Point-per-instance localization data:

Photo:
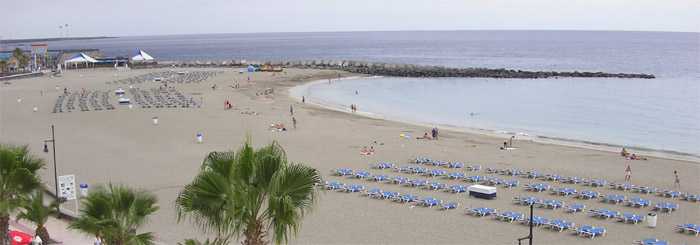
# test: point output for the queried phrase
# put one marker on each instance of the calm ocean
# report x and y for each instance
(662, 113)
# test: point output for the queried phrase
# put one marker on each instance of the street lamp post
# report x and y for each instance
(55, 171)
(529, 237)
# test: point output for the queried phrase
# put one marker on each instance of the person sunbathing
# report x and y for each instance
(624, 152)
(278, 126)
(366, 151)
(425, 137)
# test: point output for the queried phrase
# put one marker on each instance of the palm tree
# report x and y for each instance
(3, 66)
(35, 212)
(115, 213)
(22, 59)
(248, 194)
(207, 242)
(18, 178)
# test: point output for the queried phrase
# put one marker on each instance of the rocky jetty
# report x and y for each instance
(407, 70)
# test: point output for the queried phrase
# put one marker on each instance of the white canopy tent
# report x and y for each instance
(79, 59)
(142, 56)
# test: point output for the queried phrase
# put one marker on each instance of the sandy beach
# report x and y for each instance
(123, 146)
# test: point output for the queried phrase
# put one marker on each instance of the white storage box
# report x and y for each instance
(482, 191)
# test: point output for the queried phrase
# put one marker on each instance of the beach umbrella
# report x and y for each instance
(19, 238)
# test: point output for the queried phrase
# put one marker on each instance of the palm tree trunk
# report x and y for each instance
(42, 232)
(254, 234)
(4, 227)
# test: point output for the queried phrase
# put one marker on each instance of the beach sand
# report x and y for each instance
(123, 146)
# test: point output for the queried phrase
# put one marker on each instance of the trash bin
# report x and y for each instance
(651, 220)
(200, 138)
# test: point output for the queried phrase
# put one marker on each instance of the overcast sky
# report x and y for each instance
(41, 18)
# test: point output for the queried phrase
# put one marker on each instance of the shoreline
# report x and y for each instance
(296, 92)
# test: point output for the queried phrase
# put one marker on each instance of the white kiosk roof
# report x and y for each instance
(142, 56)
(81, 58)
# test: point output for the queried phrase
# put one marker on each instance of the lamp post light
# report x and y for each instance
(529, 237)
(55, 171)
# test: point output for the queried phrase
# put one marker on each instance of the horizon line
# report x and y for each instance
(349, 31)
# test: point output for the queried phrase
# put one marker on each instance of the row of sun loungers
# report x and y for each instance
(391, 195)
(448, 164)
(692, 229)
(168, 76)
(651, 241)
(539, 221)
(161, 98)
(87, 101)
(537, 187)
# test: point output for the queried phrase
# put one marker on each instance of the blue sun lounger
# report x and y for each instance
(638, 202)
(473, 168)
(690, 197)
(455, 175)
(692, 229)
(510, 183)
(383, 165)
(588, 194)
(553, 204)
(429, 202)
(614, 198)
(645, 189)
(458, 188)
(405, 198)
(455, 165)
(591, 231)
(604, 213)
(437, 185)
(666, 207)
(595, 182)
(560, 225)
(343, 171)
(418, 182)
(575, 208)
(449, 205)
(354, 188)
(334, 185)
(400, 180)
(527, 201)
(437, 172)
(361, 174)
(390, 195)
(380, 178)
(510, 216)
(482, 211)
(537, 187)
(564, 191)
(671, 194)
(374, 193)
(475, 178)
(536, 221)
(651, 241)
(631, 218)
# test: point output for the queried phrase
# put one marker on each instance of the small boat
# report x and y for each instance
(124, 101)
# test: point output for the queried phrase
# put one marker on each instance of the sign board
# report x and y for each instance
(66, 187)
(83, 190)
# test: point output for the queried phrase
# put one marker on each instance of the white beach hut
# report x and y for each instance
(142, 56)
(80, 58)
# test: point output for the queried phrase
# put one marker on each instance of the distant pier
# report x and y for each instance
(407, 70)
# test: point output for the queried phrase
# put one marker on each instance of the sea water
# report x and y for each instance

*Activity*
Show the lines where the word "post" appears in the entries.

*Solution for this task*
# put one marker on each instance of the street lamp post
# put one marker on each instance of the lamp post light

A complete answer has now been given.